ECLI:NL:RBNNE:2025:1324

Rechtbank Noord-Nederland

Datum uitspraak
11 maart 2025
Publicatiedatum
8 april 2025
Zaaknummer
24-1203
Instantie
Rechtbank Noord-Nederland
Type
Uitspraak
Procedures
  • Eerste aanleg - enkelvoudig
Rechters
Vindplaatsen
  • Rechtspraak.nl
AI samenvatting door LexboostAutomatisch gegenereerd

Bestuursrechtelijke procedure inzake verkeersboete voor het vasthouden van een mobiel elektronisch apparaat tijdens het rijden

In deze zaak is betrokkene, die woont in [woonplaats], geconfronteerd met een boete van € 389,00 op grond van de Wet administratiefrechtelijke handhaving verkeersvoorschriften (Wahv). De boete is opgelegd omdat betrokkene op 1 augustus 2023 om 18:40 uur op de Zuiderhaven in Harlingen als bestuurder van een personenauto een mobiel elektronisch apparaat vasthield. Betrokkene heeft tegen deze boete beroep ingesteld bij de officier van justitie, die het beroep ongegrond verklaarde. Hierop heeft betrokkene beroep ingesteld bij de kantonrechter, die de zaak op 11 maart 2025 heeft behandeld. Tijdens de zitting was mr. P. Belopavlovic aanwezig als vertegenwoordiger van de officier van justitie.

Gegevens
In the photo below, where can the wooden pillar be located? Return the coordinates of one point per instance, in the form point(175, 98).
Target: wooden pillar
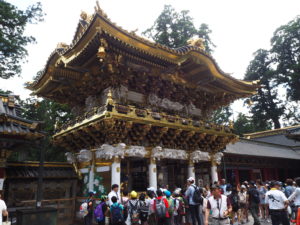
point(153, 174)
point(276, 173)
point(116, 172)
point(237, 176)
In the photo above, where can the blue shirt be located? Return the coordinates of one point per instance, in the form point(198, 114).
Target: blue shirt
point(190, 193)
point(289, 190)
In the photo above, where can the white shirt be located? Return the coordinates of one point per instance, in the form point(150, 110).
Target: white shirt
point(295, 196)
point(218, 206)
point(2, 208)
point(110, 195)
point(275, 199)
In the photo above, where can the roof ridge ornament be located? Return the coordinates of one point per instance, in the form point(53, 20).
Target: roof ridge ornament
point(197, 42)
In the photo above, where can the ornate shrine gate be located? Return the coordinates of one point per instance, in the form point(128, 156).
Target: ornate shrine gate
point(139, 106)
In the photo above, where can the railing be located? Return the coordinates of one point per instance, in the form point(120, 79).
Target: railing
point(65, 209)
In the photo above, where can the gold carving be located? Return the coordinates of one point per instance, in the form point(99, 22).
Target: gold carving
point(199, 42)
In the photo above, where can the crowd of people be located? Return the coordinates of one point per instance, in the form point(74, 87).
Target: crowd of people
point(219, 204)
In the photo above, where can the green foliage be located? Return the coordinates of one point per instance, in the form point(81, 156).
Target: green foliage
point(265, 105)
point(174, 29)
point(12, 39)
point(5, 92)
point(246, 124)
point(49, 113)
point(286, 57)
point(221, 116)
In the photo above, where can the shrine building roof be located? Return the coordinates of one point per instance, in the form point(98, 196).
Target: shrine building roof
--
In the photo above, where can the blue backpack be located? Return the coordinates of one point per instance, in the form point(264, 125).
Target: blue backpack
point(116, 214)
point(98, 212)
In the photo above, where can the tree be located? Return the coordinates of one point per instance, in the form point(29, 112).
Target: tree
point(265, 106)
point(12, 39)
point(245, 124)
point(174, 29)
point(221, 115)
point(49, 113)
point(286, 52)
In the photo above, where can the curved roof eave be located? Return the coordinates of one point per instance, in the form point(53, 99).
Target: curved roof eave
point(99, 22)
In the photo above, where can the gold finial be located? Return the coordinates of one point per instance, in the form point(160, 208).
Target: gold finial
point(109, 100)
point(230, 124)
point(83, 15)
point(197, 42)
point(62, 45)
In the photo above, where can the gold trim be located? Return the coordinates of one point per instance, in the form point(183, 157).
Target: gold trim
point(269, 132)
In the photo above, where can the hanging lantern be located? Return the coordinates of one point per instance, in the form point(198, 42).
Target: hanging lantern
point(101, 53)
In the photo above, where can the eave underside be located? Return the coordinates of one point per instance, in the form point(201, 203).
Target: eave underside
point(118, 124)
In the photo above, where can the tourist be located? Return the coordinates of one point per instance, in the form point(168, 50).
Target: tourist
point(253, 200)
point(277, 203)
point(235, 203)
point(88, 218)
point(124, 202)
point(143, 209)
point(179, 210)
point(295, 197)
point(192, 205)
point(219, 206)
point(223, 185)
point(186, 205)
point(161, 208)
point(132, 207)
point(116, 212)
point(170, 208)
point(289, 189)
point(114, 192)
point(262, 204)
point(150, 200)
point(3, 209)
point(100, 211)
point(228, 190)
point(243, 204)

Opdrachten
(1) Schrijf uit de tekst over de verkeersboete woordelijk over wat begint bij "Bestuursrechtelijke procedure inzake" en eindigt bij "officier van justitie.".
(2) Zet de tekst over de verkeersboete voort, te beginnen na de laatste zin die er staat.

Antwoorden op volgorde
(1)
Bestuursrechtelijke procedure inzake verkeersboete voor het vasthouden van een mobiel elektronisch apparaat tijdens het rijden

In deze zaak is betrokkene, die woont in [woonplaats], geconfronteerd met een boete van € 389,00 op grond van de Wet administratiefrechtelijke handhaving verkeersvoorschriften (Wahv). De boete is opgelegd omdat betrokkene op 1 augustus 2023 om 18:40 uur op de Zuiderhaven in Harlingen als bestuurder van een personenauto een mobiel elektronisch apparaat vasthield. Betrokkene heeft tegen deze boete beroep ingesteld bij de officier van justitie, die het beroep ongegrond verklaarde. Hierop heeft betrokkene beroep ingesteld bij de kantonrechter, die de zaak op 11 maart 2025 heeft behandeld. Tijdens de zitting was mr. P. Belopavlovic aanwezig als vertegenwoordiger van de officier van justitie.

(2)
De kantonrechter heeft de beroepsgronden van betrokkene beoordeeld, waarbij de gemachtigde aanvoerde dat er sprake was van schending van de hoorplicht en het motiveringsbeginsel. De gemachtigde betoogde dat de verbalisanten de verkeersovertreding niet hebben kunnen waarnemen en dat het zaakoverzicht niet in overeenstemming was met de politie-instructie. De vertegenwoordiger van de officier van justitie verzocht de kantonrechter om het beroep gegrond te verklaren vanwege schending van de hoorplicht, maar het beroep voor de rest ongegrond te verklaren.

De kantonrechter oordeelde dat de verklaring van de verbalisant voldoende grondslag bood voor de vaststelling van de gedraging. De kantonrechter concludeerde dat er weliswaar sprake was van een schending van de hoorplicht, maar niet van een structurele schending. Het beroep tegen de beslissing van de officier van justitie werd gegrond verklaard, maar de opgelegde sanctie bleef in stand. Het beroep tegen de inleidende beschikking werd ongegrond verklaard, en er werd geen aanleiding gezien voor een proceskostenvergoeding.

Uitspraak

RECHTBANK NOORD-NEDERLAND

Zittingsplaats Leeuwarden
Bestuursrecht
beschikkingsnummer: 259874313
zaaknummer: 11147951 BU VERZ 24-1203

proces-verbaal van de mondelinge uitspraak gedaan op de openbare zitting van11 maart 2025

in de zaak van

[betrokkene] (hierna: betrokkene),

die woont in [woonplaats] ,
gemachtigde: Y. el Mathari, My Legal Consultancy B.V.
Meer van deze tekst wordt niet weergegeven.